==== Sunulan alıntı ====
SAHİH-İ BUHARİ

Bablar - Konular - Numaralar

KİTABU’L-MEZALİM

<< 1102 >>

باب: إذا كسر قصعة أو شيئا لغيره.

34. KİŞİ BAŞKASININ TENCERESİNİ VEYA BİR ŞEY'İNİ KIRDIĞINDA

 

حدثنا مسدد: حدثنا يحيى بن سعيد، عن حميد، عن أنس رضي الله عنه: أن النبي صلى الله عليه وسلم كان عند بعض نسائه، فأرسلت إحدى أمهات المؤمنين مع خادم بقصعة فيها طعام، فضربت بيدها فكسرت القصعة، فضمها وجعل فيها الطعام، وقال: (كلوا). وحبس الرسول والقصعة حتى فرغوا، فدفع القصعة الصحيحة وحبس المكسورة.وقال ابن أبي مريم: أخبرنا يحيى بن أيوب: حدثنا حميد: حدثنا أنس، عن النبي صلى الله عليه وسلم.

 

[-2481-] Enes r.a.'den nakledilmiştir: Nebi Sallallahu Aleyhi ve Sellem hanımlarından birinin yanında bulunuyordu. mu'minlerin annelerinden biri, onun bulunduğu odaya içinde yemek olan bir tencere gönderdi. Hz. Nebi'in odasında bulunduğu hanımı, tencereye eliyle vurarak kırdı. Nebi Sallallahu Aleyhi ve Sellem hemen tencereyi birleştirdi, dökülen yemeği içine koydu ve: "yeyin" buyurdu. Yemeği bitirinceye kadar, yemek getiren kişiyi ve kırık tencereyi yanında bekletti. Sonra yemeği getiren kişiye sağlam bir tencere verdi ve kırılanı göndermedi.
====
Lütfen yukarıdaki hadis metnine göre şu soruları yanıtlayın:
1. Hadis kimden nakledilmiştir?
2. Tencereyi kim, nasıl kırdı?
3. Yemeği getiren kişiye hangi tencere verildi?
==== Veri alıntıları ====
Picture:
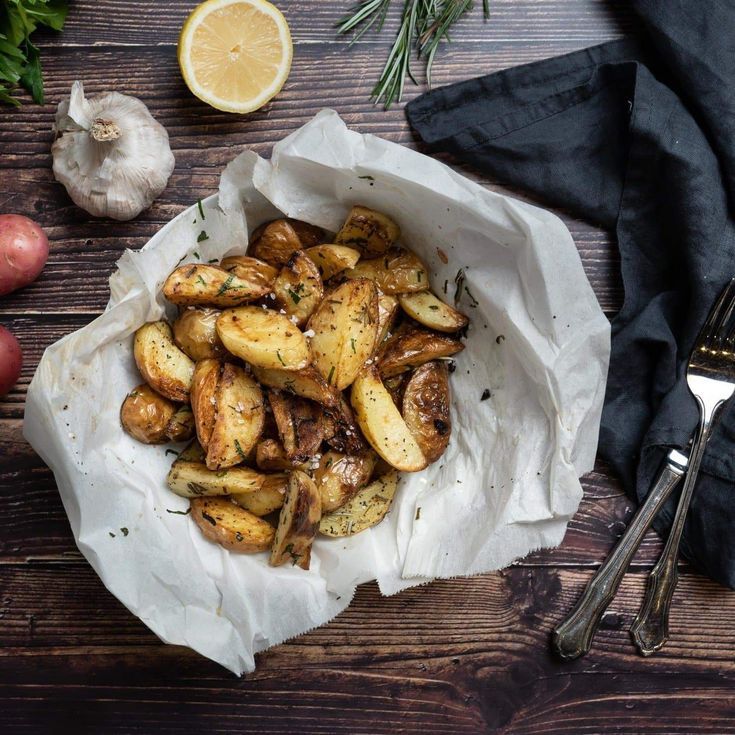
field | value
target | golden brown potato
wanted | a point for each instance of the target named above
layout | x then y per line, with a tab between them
426	408
193	479
195	334
270	456
339	476
239	421
307	383
161	363
382	424
369	231
268	498
414	347
231	526
275	243
298	287
298	523
365	509
433	313
332	259
345	329
209	285
264	338
395	272
300	424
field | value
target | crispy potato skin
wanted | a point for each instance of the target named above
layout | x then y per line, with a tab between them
146	416
345	331
426	401
298	523
195	334
231	526
161	363
413	347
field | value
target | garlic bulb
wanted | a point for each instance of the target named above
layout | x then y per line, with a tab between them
111	155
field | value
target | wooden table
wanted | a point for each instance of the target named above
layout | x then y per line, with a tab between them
459	656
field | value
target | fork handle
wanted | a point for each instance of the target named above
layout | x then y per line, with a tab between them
650	629
572	638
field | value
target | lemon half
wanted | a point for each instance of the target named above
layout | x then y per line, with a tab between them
235	54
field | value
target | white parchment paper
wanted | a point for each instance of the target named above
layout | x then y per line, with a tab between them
506	486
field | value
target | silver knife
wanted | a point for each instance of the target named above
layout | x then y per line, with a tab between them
573	637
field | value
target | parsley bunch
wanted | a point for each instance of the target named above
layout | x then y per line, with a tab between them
19	59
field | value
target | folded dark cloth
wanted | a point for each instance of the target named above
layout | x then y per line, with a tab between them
637	136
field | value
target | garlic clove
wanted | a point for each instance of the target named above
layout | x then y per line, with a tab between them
110	154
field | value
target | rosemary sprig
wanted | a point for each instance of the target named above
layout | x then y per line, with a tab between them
424	25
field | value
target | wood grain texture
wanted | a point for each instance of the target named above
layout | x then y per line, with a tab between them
457	656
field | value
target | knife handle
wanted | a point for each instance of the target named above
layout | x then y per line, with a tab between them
573	637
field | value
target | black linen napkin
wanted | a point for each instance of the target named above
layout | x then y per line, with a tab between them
637	136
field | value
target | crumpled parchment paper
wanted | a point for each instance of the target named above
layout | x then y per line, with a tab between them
506	486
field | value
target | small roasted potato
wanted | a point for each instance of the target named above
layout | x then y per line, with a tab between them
270	456
240	418
193	479
413	347
333	259
382	424
210	285
432	312
298	287
345	330
339	476
298	523
161	363
268	498
396	271
231	526
426	401
275	243
307	383
195	333
264	338
300	424
371	232
365	509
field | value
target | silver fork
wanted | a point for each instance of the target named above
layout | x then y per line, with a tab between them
711	380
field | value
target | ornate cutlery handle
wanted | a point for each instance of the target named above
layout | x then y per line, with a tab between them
573	637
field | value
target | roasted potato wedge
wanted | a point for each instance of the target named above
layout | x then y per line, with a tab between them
426	408
300	424
231	526
365	509
195	334
275	243
307	383
382	424
395	272
239	421
209	285
432	312
298	523
414	347
345	330
193	479
339	476
270	456
264	338
161	363
268	498
298	287
333	259
369	231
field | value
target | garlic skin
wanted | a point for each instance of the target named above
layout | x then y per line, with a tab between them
110	154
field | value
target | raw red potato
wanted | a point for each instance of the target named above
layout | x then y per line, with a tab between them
23	252
11	360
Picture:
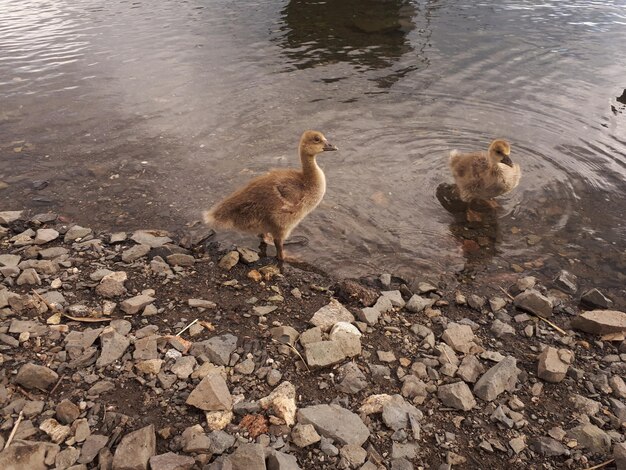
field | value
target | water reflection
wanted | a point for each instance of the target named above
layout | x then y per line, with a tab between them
370	34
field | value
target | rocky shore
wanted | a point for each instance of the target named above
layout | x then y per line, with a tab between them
143	350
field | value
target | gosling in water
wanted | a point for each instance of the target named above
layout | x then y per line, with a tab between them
275	203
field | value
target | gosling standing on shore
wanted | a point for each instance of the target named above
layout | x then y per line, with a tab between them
276	202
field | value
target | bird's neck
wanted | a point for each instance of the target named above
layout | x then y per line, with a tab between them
311	171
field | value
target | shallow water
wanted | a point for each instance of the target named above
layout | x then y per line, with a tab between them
135	114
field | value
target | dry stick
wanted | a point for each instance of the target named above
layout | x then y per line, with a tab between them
600	465
187	327
294	350
557	328
14	430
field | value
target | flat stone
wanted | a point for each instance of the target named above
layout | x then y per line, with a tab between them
135	450
211	394
323	353
417	303
547	447
335	422
304	435
248	457
24	455
114	346
595	299
32	376
135	304
180	259
201	303
45	235
566	281
326	317
591	438
152	239
7	217
91	447
552	368
501	377
218	349
9	260
75	232
470	369
55	430
458	337
67	412
135	252
600	322
171	461
534	302
456	395
351	379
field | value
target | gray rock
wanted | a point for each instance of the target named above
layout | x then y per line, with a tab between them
201	303
91	447
501	377
326	317
135	304
470	369
534	302
144	237
281	461
45	235
591	437
220	442
248	457
218	349
456	395
67	412
566	281
75	232
553	364
600	322
135	450
114	346
595	299
24	455
135	252
352	456
323	353
29	277
304	435
417	303
32	376
351	379
547	447
180	259
171	461
458	337
619	454
211	394
395	297
335	422
500	329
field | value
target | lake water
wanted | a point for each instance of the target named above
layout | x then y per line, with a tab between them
139	114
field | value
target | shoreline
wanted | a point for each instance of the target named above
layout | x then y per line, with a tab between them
216	358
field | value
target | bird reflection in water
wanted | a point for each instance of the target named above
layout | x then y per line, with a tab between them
476	231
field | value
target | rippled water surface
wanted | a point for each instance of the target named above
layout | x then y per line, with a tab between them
138	114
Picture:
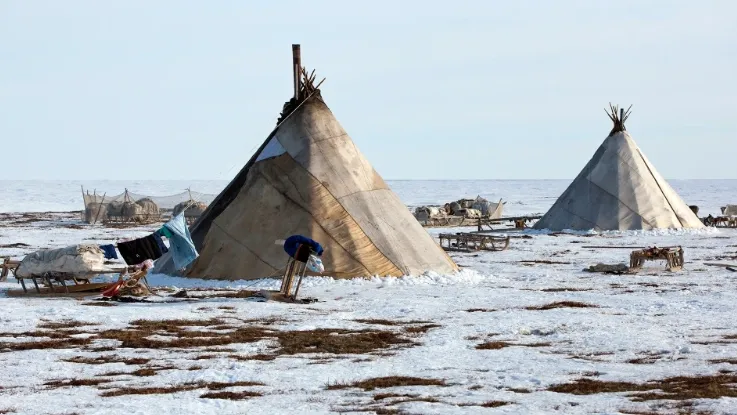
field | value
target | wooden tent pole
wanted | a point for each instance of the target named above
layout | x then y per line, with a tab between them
99	207
297	69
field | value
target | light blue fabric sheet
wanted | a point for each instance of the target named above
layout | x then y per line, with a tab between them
181	247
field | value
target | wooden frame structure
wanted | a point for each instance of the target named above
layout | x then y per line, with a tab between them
472	242
81	281
673	255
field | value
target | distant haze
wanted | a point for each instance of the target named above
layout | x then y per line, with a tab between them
164	90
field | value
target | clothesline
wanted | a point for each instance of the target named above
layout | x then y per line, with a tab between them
152	247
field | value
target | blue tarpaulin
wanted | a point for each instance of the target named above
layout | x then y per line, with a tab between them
181	246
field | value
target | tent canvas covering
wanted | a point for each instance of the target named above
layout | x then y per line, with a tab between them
619	189
309	178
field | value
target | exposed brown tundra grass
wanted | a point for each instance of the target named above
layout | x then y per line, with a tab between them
233	396
101	360
158	390
388	382
562	304
499	344
673	388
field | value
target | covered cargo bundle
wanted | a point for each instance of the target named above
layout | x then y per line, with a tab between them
75	259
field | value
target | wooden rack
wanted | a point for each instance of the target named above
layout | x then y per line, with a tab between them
471	242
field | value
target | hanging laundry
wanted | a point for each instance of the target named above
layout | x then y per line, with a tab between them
109	251
182	249
160	242
138	250
293	244
163	231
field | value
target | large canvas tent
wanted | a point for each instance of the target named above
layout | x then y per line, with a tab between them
309	178
619	189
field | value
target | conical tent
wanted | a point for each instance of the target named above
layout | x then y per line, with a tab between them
619	189
309	178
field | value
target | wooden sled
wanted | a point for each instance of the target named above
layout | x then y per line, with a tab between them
472	242
7	267
72	284
673	256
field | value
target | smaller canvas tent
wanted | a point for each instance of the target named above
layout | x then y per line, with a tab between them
619	189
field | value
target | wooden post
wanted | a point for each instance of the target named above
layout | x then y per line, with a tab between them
99	207
297	69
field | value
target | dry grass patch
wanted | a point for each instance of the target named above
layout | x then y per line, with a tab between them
139	336
494	404
338	341
384	322
542	261
500	344
63	324
381	396
159	390
67	343
487	404
233	396
674	388
175	324
519	390
100	304
730	361
494	345
101	360
64	383
421	329
388	382
143	372
562	304
261	357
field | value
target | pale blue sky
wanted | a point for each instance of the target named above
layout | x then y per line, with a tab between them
427	89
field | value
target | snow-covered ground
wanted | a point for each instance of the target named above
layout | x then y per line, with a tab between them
640	328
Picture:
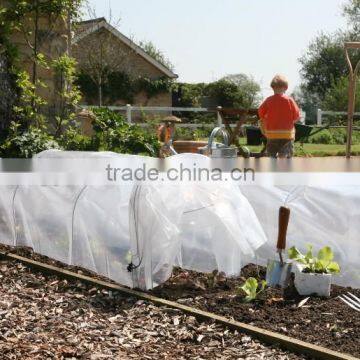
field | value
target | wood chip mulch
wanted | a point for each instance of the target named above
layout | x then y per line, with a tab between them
46	317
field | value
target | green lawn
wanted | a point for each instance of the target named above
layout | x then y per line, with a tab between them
313	149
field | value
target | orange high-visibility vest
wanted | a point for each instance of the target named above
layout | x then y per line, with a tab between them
278	113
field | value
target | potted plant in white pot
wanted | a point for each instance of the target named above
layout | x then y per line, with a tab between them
313	274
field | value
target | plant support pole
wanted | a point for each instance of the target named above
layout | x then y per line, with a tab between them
352	91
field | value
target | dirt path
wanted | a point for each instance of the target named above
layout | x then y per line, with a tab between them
325	322
45	317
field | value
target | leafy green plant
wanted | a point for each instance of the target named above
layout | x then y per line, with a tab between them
252	288
27	143
113	133
322	263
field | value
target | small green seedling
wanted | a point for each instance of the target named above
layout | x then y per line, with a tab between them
321	264
252	288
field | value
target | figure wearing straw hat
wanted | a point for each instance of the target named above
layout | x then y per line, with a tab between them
166	131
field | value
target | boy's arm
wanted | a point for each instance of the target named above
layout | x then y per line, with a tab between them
295	111
262	115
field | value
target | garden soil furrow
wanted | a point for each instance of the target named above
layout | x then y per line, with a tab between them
325	322
44	316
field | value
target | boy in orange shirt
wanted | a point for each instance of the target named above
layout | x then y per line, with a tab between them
278	114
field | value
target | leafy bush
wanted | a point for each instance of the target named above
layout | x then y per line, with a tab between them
73	140
113	133
322	263
322	137
27	144
252	288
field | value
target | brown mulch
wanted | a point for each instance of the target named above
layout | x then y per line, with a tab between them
326	322
46	317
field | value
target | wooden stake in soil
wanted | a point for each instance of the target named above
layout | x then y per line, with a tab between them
352	91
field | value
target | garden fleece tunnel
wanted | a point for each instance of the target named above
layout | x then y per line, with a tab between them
136	233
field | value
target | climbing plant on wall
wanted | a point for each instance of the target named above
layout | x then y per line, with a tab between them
24	18
122	86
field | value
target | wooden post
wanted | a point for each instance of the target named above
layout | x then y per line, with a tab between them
219	117
352	91
128	113
319	117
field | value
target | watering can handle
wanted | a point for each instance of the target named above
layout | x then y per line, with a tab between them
284	216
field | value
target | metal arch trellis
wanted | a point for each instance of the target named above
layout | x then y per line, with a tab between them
352	90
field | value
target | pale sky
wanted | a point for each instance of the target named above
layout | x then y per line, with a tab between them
208	39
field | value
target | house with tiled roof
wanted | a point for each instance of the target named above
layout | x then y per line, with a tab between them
101	50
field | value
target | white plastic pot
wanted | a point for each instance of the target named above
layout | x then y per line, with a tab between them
311	283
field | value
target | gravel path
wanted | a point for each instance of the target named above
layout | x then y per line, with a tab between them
45	317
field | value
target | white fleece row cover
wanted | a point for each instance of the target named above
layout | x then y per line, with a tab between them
199	227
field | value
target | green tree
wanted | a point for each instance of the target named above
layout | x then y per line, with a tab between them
324	67
352	13
238	90
324	62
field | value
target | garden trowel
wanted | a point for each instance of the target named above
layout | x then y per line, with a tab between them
278	272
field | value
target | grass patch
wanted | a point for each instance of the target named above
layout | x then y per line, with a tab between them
314	150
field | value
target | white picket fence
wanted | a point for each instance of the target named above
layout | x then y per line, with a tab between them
322	113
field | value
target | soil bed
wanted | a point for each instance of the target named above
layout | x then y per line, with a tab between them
325	322
44	316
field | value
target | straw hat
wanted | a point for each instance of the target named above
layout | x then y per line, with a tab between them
172	119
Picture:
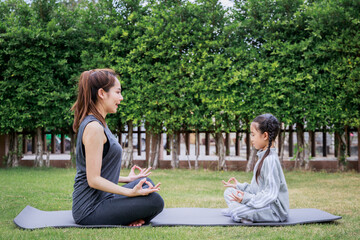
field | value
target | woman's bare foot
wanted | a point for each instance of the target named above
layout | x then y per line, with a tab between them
137	223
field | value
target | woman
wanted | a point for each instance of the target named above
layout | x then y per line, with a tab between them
97	197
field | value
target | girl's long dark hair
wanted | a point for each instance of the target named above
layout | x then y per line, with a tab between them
266	123
89	84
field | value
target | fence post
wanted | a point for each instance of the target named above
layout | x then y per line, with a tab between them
247	145
312	140
347	140
207	143
237	144
279	139
33	143
324	143
290	141
227	144
44	141
187	143
62	144
139	140
24	144
52	143
168	152
359	149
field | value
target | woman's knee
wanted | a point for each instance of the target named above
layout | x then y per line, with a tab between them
157	201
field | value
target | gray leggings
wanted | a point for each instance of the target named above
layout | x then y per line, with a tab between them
122	210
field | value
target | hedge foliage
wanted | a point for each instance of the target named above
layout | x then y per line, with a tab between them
183	64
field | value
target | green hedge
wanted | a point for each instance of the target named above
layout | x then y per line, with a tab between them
183	64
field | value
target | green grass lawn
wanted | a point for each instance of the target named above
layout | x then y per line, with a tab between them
51	189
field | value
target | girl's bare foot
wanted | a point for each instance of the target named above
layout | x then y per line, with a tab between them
137	223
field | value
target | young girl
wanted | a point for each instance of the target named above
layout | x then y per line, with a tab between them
97	197
266	199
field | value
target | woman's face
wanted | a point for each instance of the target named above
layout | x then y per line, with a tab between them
259	140
113	98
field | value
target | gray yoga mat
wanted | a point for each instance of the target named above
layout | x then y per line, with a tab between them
32	218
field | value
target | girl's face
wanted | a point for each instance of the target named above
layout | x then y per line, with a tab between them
259	140
113	97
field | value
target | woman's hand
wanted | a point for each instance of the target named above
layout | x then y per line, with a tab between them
236	197
229	184
144	172
138	190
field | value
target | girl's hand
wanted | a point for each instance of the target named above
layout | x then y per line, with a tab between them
144	172
236	197
229	184
139	191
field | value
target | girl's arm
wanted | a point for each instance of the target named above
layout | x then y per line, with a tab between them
271	181
93	140
240	186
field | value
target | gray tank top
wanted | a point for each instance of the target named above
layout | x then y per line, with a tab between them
85	198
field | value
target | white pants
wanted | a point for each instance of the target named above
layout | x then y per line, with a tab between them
239	211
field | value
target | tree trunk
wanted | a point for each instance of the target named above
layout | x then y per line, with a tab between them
300	154
252	160
13	154
197	149
39	161
221	151
128	153
73	148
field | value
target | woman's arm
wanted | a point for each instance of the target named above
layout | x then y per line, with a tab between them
144	172
93	140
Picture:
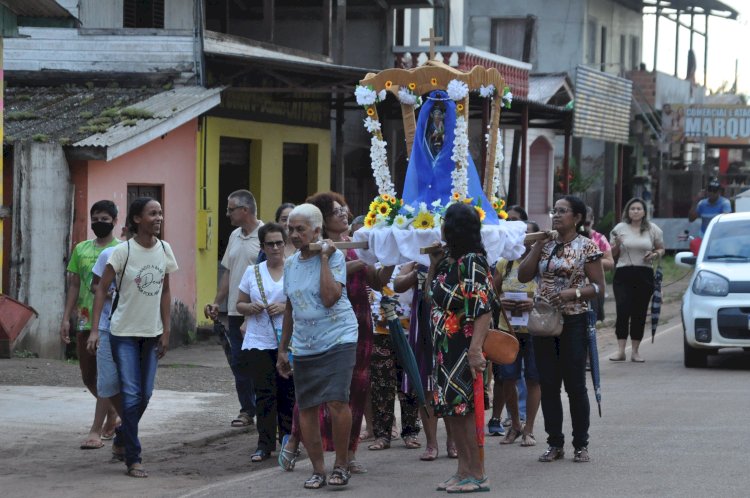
====
Yanıt olarak:
1. Enes r.a.'den.
2. Nebi Sallallahu Aleyhi ve Sellem'in odasında bulunduğu hanımı, tencereye eliyle vurarak kırdı.
3. Sağlam bir tencere verildi; kırılan tencere gönderilmedi.